Task goal: Please copy word for word the part of the rows below that opens with the line containing "Objective — for the brown" and closes with the line containing "(1037, 255)", including both of those lines.

Items stored from a collection:
__________

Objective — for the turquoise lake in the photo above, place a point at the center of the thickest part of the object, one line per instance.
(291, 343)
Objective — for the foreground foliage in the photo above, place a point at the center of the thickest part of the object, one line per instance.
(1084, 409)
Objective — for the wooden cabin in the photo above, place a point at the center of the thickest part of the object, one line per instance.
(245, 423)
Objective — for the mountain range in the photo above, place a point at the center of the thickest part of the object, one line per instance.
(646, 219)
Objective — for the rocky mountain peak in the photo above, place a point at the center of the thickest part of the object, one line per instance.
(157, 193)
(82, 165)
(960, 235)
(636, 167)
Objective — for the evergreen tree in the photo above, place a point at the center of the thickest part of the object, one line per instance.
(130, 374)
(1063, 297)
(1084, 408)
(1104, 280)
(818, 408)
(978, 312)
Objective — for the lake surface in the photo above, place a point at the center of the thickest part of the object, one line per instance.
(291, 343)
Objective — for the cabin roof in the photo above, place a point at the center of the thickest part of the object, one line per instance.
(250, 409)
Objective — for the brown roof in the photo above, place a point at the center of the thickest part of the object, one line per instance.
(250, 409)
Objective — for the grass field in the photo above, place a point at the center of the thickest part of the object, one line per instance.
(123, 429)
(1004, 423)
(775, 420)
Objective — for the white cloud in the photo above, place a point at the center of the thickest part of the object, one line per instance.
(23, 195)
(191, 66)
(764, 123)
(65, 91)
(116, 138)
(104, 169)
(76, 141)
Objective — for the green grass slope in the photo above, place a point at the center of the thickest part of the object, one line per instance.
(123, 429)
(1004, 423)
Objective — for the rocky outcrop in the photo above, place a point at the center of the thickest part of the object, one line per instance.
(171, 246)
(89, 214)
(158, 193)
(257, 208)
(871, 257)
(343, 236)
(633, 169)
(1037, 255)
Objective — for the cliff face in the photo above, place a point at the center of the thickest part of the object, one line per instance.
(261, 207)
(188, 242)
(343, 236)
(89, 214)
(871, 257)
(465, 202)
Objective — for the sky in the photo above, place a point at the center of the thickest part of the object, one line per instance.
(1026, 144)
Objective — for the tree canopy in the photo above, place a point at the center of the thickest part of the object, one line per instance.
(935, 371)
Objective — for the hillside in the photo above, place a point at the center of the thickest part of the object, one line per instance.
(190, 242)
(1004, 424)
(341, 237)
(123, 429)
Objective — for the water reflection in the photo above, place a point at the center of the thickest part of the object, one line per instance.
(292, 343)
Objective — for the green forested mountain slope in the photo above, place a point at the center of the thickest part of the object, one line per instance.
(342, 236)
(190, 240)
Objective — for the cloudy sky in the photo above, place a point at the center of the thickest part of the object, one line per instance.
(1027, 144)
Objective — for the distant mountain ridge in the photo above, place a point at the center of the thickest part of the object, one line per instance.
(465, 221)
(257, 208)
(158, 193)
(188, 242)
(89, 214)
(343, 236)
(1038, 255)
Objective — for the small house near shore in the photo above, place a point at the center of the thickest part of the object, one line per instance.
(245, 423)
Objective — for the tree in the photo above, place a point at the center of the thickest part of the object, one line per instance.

__________

Written response:
Objective — for the brown roof in the photo above, place a point at the center of the thickest part of the object, one line per instance.
(250, 409)
Objective — for the grass field in the photo above, place a point at the center of the thickest part of the object, one line per instance.
(123, 429)
(1004, 423)
(775, 420)
Objective — for the white cloud in the photo above, place a point at the center of the thickest part of the object, one line per instance.
(23, 195)
(191, 66)
(764, 123)
(65, 91)
(116, 138)
(104, 169)
(76, 141)
Objective — for the green grass slope in the photo above, place a point at the center of the thickest part of the object, one line per instance.
(123, 429)
(1004, 423)
Objective — for the rocky outcrop in the photo above, place a point at the center of the thickest part of the object, one line per instance.
(171, 246)
(89, 214)
(158, 193)
(257, 208)
(871, 257)
(343, 236)
(633, 169)
(1037, 255)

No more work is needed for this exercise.